> [ASSIGNMENT]: When you copy the data, keep every line exactly as written and skip the pictures.

====================

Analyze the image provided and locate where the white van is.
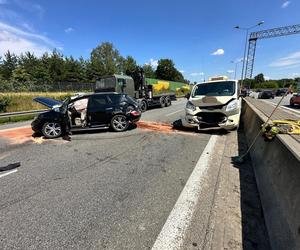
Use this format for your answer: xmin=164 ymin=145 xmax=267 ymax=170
xmin=182 ymin=79 xmax=241 ymax=130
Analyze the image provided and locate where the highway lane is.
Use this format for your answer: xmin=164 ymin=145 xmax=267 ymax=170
xmin=0 ymin=99 xmax=213 ymax=249
xmin=259 ymin=94 xmax=300 ymax=117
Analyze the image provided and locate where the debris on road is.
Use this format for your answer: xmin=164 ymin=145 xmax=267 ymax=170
xmin=137 ymin=120 xmax=196 ymax=136
xmin=0 ymin=126 xmax=52 ymax=144
xmin=0 ymin=162 xmax=21 ymax=172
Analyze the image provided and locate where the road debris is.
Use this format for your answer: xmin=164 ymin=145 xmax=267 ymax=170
xmin=0 ymin=162 xmax=20 ymax=172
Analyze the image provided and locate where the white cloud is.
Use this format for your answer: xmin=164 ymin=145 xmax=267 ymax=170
xmin=264 ymin=76 xmax=270 ymax=80
xmin=227 ymin=70 xmax=234 ymax=73
xmin=145 ymin=58 xmax=158 ymax=68
xmin=270 ymin=51 xmax=300 ymax=68
xmin=190 ymin=72 xmax=204 ymax=76
xmin=211 ymin=48 xmax=224 ymax=56
xmin=0 ymin=21 xmax=62 ymax=56
xmin=281 ymin=1 xmax=291 ymax=8
xmin=21 ymin=22 xmax=35 ymax=32
xmin=179 ymin=70 xmax=185 ymax=73
xmin=0 ymin=30 xmax=50 ymax=56
xmin=64 ymin=27 xmax=74 ymax=33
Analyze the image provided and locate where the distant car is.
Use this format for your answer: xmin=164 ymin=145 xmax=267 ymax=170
xmin=275 ymin=88 xmax=288 ymax=96
xmin=31 ymin=93 xmax=141 ymax=138
xmin=258 ymin=90 xmax=275 ymax=99
xmin=290 ymin=94 xmax=300 ymax=107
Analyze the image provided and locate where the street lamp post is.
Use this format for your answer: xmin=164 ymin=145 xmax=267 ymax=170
xmin=235 ymin=21 xmax=264 ymax=85
xmin=230 ymin=59 xmax=242 ymax=80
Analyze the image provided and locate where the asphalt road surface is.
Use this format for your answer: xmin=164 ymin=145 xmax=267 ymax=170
xmin=259 ymin=94 xmax=300 ymax=117
xmin=0 ymin=99 xmax=215 ymax=249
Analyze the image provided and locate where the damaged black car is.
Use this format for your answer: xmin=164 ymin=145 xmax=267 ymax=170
xmin=31 ymin=92 xmax=141 ymax=139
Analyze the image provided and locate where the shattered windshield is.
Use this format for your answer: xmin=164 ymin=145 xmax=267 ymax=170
xmin=192 ymin=81 xmax=236 ymax=97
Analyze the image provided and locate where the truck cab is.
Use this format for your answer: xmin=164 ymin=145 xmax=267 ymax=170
xmin=182 ymin=79 xmax=241 ymax=130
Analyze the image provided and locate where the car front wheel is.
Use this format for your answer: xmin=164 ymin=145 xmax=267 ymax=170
xmin=42 ymin=122 xmax=62 ymax=139
xmin=111 ymin=115 xmax=129 ymax=132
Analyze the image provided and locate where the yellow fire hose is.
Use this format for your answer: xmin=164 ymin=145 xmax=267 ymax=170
xmin=262 ymin=119 xmax=300 ymax=140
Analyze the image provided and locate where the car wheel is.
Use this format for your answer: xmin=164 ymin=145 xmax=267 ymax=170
xmin=42 ymin=122 xmax=62 ymax=139
xmin=111 ymin=115 xmax=129 ymax=132
xmin=290 ymin=102 xmax=294 ymax=107
xmin=165 ymin=96 xmax=171 ymax=107
xmin=159 ymin=96 xmax=166 ymax=108
xmin=140 ymin=100 xmax=148 ymax=112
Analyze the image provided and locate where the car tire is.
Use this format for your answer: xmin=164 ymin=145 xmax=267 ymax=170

====================

> [EXERCISE SOLUTION]:
Analyze the image provided and locate where the white van is.
Use this format for your answer: xmin=164 ymin=145 xmax=267 ymax=170
xmin=182 ymin=79 xmax=241 ymax=130
Analyze the image provided and locate where the highway lane is.
Use this format for your answer: xmin=164 ymin=145 xmax=267 ymax=170
xmin=0 ymin=99 xmax=213 ymax=249
xmin=259 ymin=94 xmax=300 ymax=117
Analyze the image provided and locate where the debris on road is.
Use this format for your answer: xmin=164 ymin=145 xmax=267 ymax=170
xmin=137 ymin=120 xmax=196 ymax=136
xmin=0 ymin=126 xmax=52 ymax=144
xmin=0 ymin=162 xmax=21 ymax=172
Analyze the image provided and locate where the road debris is.
Use this format for your answer: xmin=164 ymin=145 xmax=267 ymax=170
xmin=0 ymin=162 xmax=20 ymax=172
Analyze the image provided and locate where the white cloud is.
Use this format for your answer: xmin=164 ymin=145 xmax=267 ymax=170
xmin=264 ymin=76 xmax=270 ymax=80
xmin=227 ymin=70 xmax=234 ymax=73
xmin=145 ymin=58 xmax=158 ymax=68
xmin=270 ymin=51 xmax=300 ymax=68
xmin=190 ymin=72 xmax=204 ymax=76
xmin=211 ymin=48 xmax=224 ymax=56
xmin=0 ymin=21 xmax=62 ymax=56
xmin=281 ymin=1 xmax=291 ymax=8
xmin=21 ymin=22 xmax=35 ymax=32
xmin=179 ymin=70 xmax=185 ymax=73
xmin=0 ymin=30 xmax=50 ymax=56
xmin=64 ymin=27 xmax=74 ymax=33
Analyze the image provided and locate where the distant car is.
Use this format for your answer: xmin=164 ymin=145 xmax=267 ymax=170
xmin=275 ymin=88 xmax=288 ymax=96
xmin=31 ymin=93 xmax=141 ymax=138
xmin=258 ymin=90 xmax=275 ymax=99
xmin=290 ymin=94 xmax=300 ymax=107
Analyze the image provided and locate where the street lamp post is.
Use this format for your answer: xmin=164 ymin=145 xmax=267 ymax=170
xmin=235 ymin=21 xmax=264 ymax=85
xmin=230 ymin=59 xmax=242 ymax=80
Analyze the image provided and locate where the asphalt road surface is.
Use this format for your answer: xmin=164 ymin=145 xmax=267 ymax=170
xmin=259 ymin=94 xmax=300 ymax=117
xmin=0 ymin=99 xmax=215 ymax=249
Analyze the image provided and locate where the damaged black car is.
Use this format for your answer: xmin=164 ymin=145 xmax=267 ymax=170
xmin=31 ymin=92 xmax=141 ymax=139
Analyze the image provided and locate where the shattered windshield is.
Use this format for your answer: xmin=164 ymin=145 xmax=267 ymax=170
xmin=192 ymin=81 xmax=236 ymax=97
Analyze the image provided and locate where the truck cab is.
Use this format for your answer: xmin=164 ymin=145 xmax=267 ymax=170
xmin=182 ymin=79 xmax=241 ymax=130
Analyze the image provided and locate where the car front wheel is.
Use this format for your answer: xmin=164 ymin=145 xmax=267 ymax=170
xmin=42 ymin=122 xmax=62 ymax=139
xmin=111 ymin=115 xmax=129 ymax=132
Analyze the image provided and locate where the yellow fire hose is.
Use this format for your answer: xmin=164 ymin=145 xmax=267 ymax=170
xmin=262 ymin=119 xmax=300 ymax=140
Analyze the image provided and locate where the car wheel is.
Use this format for your answer: xmin=164 ymin=145 xmax=267 ymax=170
xmin=42 ymin=122 xmax=62 ymax=139
xmin=111 ymin=115 xmax=129 ymax=132
xmin=290 ymin=102 xmax=294 ymax=107
xmin=165 ymin=96 xmax=171 ymax=107
xmin=159 ymin=96 xmax=166 ymax=108
xmin=140 ymin=100 xmax=148 ymax=112
Analyze the image provided and locate where the car tire is.
Use this format for your answer: xmin=164 ymin=145 xmax=267 ymax=170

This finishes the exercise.